● **Goal A**
Answer these questions from the "Trust" Challenge forum thread below:
(i) What is the title of the winning entry?
(ii) What award will the winner receive this month?
(iii) Which poster says the winner will need a bigger trophy cabinet?
● **Goal B**
From the "Trust" Challenge forum thread below, reproduce the passage between "Please join us" and "escorial (Oct 25, 2013)", inclusive.

# "Trust" Challenge Winner



## Chesters Daughter (Oct 25, 2013)

Please join us in congratulating *Gumby* for her winning entry, "Empty Hands", in the "Trust" Challenge. She will receive this month's Laureate Award, and has the coveted distinction of selecting our next topic. Whether or not she deigns to cause mass frustration remains to be seen.:-\"


Congrats, Sis! A truly deserved win for a superbly penned piece which happens to be one of my favorites of yours. Go Cindy!


----------



## escorial (Oct 25, 2013)

well deserved


----------



## Gumby (Oct 26, 2013)

Thank you, guys. I appreciate the kind words.


----------



## Pandora (Oct 27, 2013)

Congratulations Gumby! Well done! :champagne:


----------



## Gumby (Oct 27, 2013)

Thank you, Pandora.


----------



## The Tourist (Oct 27, 2013)

Post deleted!

I found it...


----------



## toddm (Oct 28, 2013)

congrats Ms. Gumby : )


----------



## Gumby (Oct 31, 2013)

Thank you, todd.


----------



## Travers (Oct 31, 2013)

Great job, Gumby!

We're going to have to get you a bigger trophy cabinet!


----------

● **Dataset**
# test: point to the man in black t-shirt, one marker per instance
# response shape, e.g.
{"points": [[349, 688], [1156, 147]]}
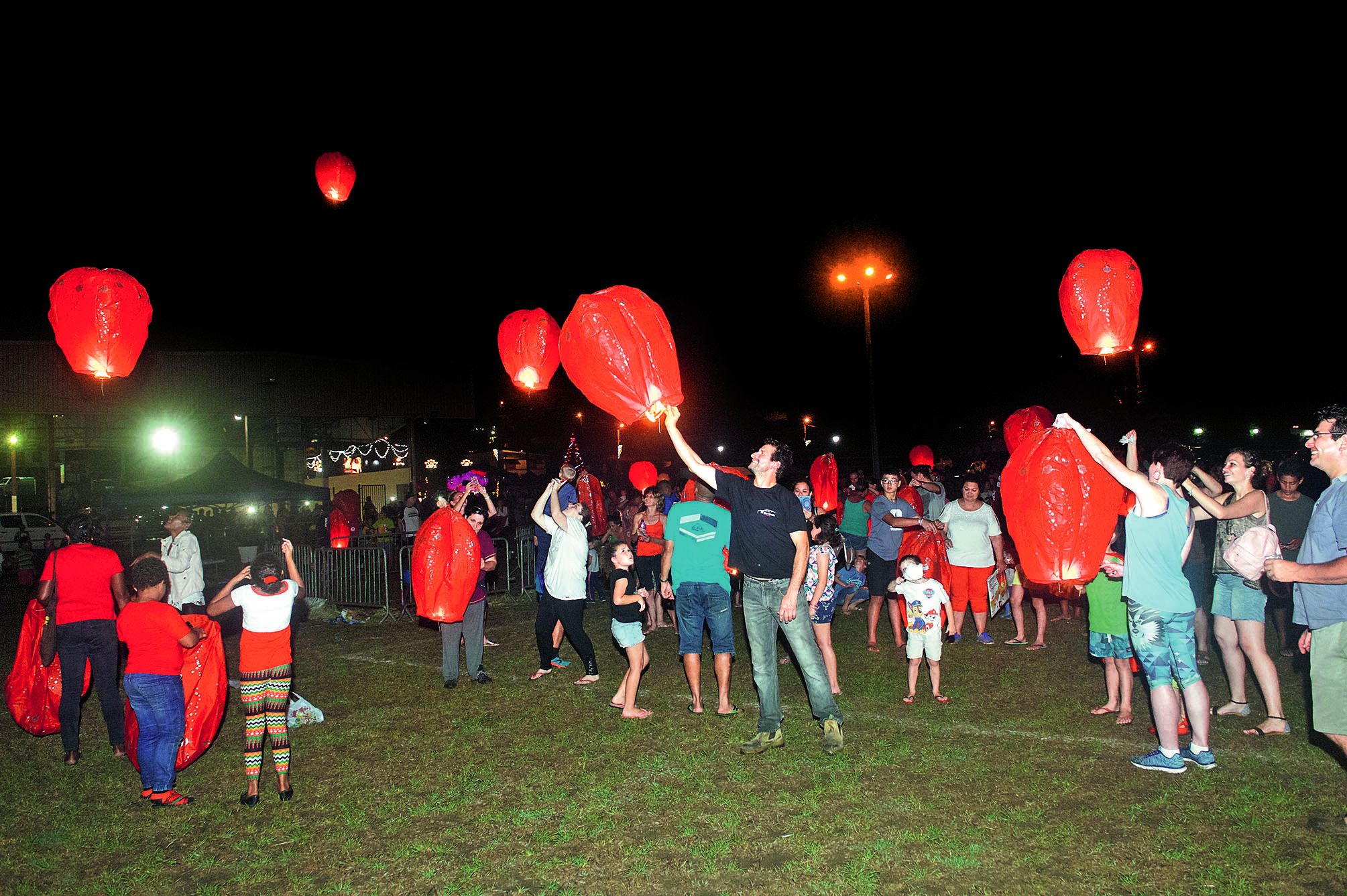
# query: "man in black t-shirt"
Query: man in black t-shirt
{"points": [[770, 546]]}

● **Final answer A**
(i) "Empty Hands"
(ii) This month's Laureate Award
(iii) Travers

● **Final answer B**
Please join us in congratulating *Gumby* for her winning entry, "Empty Hands", in the "Trust" Challenge. She will receive this month's Laureate Award, and has the coveted distinction of selecting our next topic. Whether or not she deigns to cause mass frustration remains to be seen.:-\"


Congrats, Sis! A truly deserved win for a superbly penned piece which happens to be one of my favorites of yours. Go Cindy!


----------



## escorial (Oct 25, 2013)